#### Reading passage

Sean Bartholomew and Tricia Ramirez in Syria

It was through his own investigations that Roach was able to piece together what had happened. Ramirez's new husband, Sean Bartholomew (a.k.a. Shabazz), Roach told me, had taken a flight from Trinidad on October 8, 2014, to Suriname, and from there onto Syria, to join ISIS. This is confirmed in a 50-page leaked document from a T&T police agency, reported on in the Trinidad Guardian in April this year. Roach was also able to locate Bartholomew's Facebook page, where he found photos of Bartholomew posing with Ramirez in Syria. He also found out about Bartholomew's death, subsequently confirmed in the Guardian, coming across his "martyrdom" picture on social media before this was public knowledge.

Bartholomew, as Roach describes him, was a troubled soul. The two knew each other well and used to be friends. Born in Trinidad, Bartholomew moved to the US when he was four, returning in his early 40s after being deported for drug offenses.

"First impression was jail-bird, his whole demeanor," said Roach, recalling the first time they met, having been introduced by a mutual friend who asked Roach to take him to a mosque. "He told me, 'I really don't have no friends in Trinidad, I've been away, I'm really lonely, could you befriend me?' Just like that." And just like that, Roach befriended him. "I got his first job for him," Roach said. "I remember even giving him clothes." Roach also tried advising him on matters of faith: "I started teaching him stuff, because I realized his knowledge was very limited Islamically." But little of what Roach told him seemed to get through. "He was very arrogant, hasty, short fuse," Roach recalled, adding that "it wasn't far-fetched to see a person like him becoming involved in stuff like this," referring to his involvement with radical Islam and ISIS. It was through Roach that Bartholomew met Roach's then-wife. I didn't want to press him on whether Ramirez left him for Bartholomew, but Roach made it clear that "you don't just break up with one person and go to the next person just like that."

########
#### Records

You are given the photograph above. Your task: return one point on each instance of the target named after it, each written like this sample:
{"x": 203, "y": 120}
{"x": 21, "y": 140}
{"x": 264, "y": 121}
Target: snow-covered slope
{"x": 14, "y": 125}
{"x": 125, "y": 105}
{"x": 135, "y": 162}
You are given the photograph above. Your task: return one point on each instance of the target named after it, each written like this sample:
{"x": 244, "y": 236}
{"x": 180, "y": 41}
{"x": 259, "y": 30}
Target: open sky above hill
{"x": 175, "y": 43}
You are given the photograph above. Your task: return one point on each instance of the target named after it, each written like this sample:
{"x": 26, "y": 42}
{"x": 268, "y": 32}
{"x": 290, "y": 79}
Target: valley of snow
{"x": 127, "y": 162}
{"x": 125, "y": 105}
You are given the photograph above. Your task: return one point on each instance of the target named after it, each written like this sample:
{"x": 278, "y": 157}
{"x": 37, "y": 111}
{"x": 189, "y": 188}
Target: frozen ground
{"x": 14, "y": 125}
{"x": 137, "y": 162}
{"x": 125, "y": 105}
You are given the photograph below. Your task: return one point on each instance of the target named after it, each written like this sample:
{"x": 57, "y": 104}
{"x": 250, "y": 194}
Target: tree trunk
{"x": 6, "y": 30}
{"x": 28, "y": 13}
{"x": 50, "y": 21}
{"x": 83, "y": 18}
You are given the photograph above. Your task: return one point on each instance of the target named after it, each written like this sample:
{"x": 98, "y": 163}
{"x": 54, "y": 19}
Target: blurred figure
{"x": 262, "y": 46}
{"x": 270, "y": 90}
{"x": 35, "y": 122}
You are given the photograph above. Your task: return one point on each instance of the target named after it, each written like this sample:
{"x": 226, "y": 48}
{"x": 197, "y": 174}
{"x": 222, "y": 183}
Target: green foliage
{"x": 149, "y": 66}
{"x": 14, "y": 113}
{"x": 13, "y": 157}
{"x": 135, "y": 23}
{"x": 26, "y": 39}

########

### [What this exercise asks]
A – According to the passage about Sean Bartholomew, on what date did he fly out of Trinidad?
B – Resume the passage about Sean Bartholomew, picking up after its final sentence.
The entries stand apart from the passage about Sean Bartholomew.

### [Your responses]
A – October 8, 2014

B –
He also made it luminously clear just how he feels about ISIS: "Only stupid people get involved in ISIS. The majority of people being killed at the hand of ISIS are Muslim! You leavin' Trinidad, a beautiful country, sun 24/7, beaches nice, coconut water, doubles, we live good here, nobody stop us from practicing our religion. You free... You would give up all of this to go in a so-called holy war, where the majority of the people you're killing are Muslim."

A lot of Trinidadians in Syria, Roach claims, are gang members with pending court cases back in Trinidad. Some of them he personally knew. "One guy that I know very well, he's a drug addict. I know him from being strung out on crack cocaine to being a soldier for ISIS." Many other brothers he knew would just disappear, turning up months later in news coverage of foreign fighters in Syria. "They in the gym, you're working out, there's brother so-and-so—'Hey, how are you?' Next thing you missed the brother for a couple of weeks, and then later you're watching the same person on the news. These guys just buying tickets and walking out of Trinidad. No one stops them."

I asked Roach if he had contemplated going to Turkey or Syria to try to find Qadirah and Muhammad. He has, but he doesn't think it's a good idea, and in any case, he doesn't have the money for the trip. Yet not a single day goes by when he doesn't think about Qadirah and Muhammad. Only in his dreams does he get to see them and hear their voices: "It's always, like, they return, always them coming back."

According to a leaked security document containing the names of 102 Trinidadians in Syria, 40 are children. The youngest is just two years old. In Trinidad, the national conversation is focused on how to respond to the potential security threat of the adult returnees from Syria. But no one is talking about the return of the missing children.

Qadirah and Muhammad Roach were taken exactly two years ago next month. They are still missing. But with ISIS now on the back foot, there is a hope, however faint, that they will return, and re-join the loving father they were so cruelly snatched from.